'''
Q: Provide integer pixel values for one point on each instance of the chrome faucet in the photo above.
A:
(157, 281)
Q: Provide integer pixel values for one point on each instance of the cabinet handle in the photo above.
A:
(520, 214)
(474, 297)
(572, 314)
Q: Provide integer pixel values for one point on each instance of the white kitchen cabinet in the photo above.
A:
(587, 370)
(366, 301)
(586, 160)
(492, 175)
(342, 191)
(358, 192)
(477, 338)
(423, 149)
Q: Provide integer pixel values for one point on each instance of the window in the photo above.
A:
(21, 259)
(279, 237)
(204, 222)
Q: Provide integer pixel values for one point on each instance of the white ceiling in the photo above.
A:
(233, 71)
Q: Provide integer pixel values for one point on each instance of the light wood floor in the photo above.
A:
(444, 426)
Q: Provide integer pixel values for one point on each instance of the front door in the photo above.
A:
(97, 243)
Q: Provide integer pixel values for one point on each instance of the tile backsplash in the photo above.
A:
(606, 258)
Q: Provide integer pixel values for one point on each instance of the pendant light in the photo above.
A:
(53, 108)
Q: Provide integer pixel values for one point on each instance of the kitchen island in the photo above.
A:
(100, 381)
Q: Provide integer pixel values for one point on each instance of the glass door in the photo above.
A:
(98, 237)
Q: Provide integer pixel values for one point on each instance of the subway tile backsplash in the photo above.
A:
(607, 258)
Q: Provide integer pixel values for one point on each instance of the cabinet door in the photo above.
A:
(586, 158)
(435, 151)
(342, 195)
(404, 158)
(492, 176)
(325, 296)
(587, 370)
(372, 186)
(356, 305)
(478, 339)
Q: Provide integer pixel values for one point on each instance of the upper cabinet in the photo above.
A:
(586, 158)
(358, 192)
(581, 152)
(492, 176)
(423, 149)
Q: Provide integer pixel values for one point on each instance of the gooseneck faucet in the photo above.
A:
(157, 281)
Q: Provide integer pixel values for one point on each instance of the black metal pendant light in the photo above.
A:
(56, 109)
'''
- [GIVEN PROBLEM]: Copy all of the data above line for line, without changing a single character.

- [WRITTEN SOLUTION]:
Q: Provide integer pixel values for one point on each instance of the chrome faucet in the photo above.
A:
(157, 281)
Q: Provide integer pixel values for one point on each instance of the cabinet handle in the photo above.
A:
(520, 214)
(474, 297)
(572, 314)
Q: Provide integer pixel values for one point on each instance of the white kitchen cabinet in the photo above.
A:
(587, 370)
(366, 301)
(586, 160)
(492, 175)
(342, 191)
(358, 192)
(477, 338)
(423, 149)
Q: Provide integer pixel values for one point on each instance of the window in the photo above.
A:
(21, 259)
(279, 237)
(204, 222)
Q: Provide integer pixel values for one point on each instance of the white ceiling in the photo above.
A:
(233, 71)
Q: Provide integer pixel values for one point on each instance of the light wood floor in the photo above.
A:
(444, 426)
Q: Provide integer pixel values for one point on each instance of the front door in the photo above.
A:
(97, 243)
Q: Provide integer pixel values for one point on each instance of the tile backsplash in the photo above.
A:
(606, 258)
Q: Provide integer pixel values for one point on each instance of the pendant light in the photo above.
A:
(53, 108)
Q: Provide integer pixel values for one point on each instance of the kitchen island in the photo above.
A:
(100, 381)
Q: Provide integer pixel values for one point on each instance of the glass door in the photo above.
A:
(98, 237)
Q: Provide integer pixel values for one point on each instance of the subway tile backsplash in the photo above.
A:
(607, 258)
Q: Provide integer pixel values for one point on each instance of the cabinet door in the photo above.
A:
(586, 158)
(435, 151)
(342, 195)
(404, 158)
(492, 176)
(325, 296)
(587, 370)
(372, 186)
(356, 305)
(478, 339)
Q: Provide integer pixel values for one point on each instance of the upper cabinet in the photo above.
A:
(586, 158)
(358, 192)
(581, 152)
(492, 176)
(423, 149)
Q: Provide integer pixel values for one point on each instance of the gooseneck faucet in the photo above.
A:
(157, 281)
Q: Provide integer pixel values for one point on each instance of the black metal pendant light in the photo above.
A:
(56, 109)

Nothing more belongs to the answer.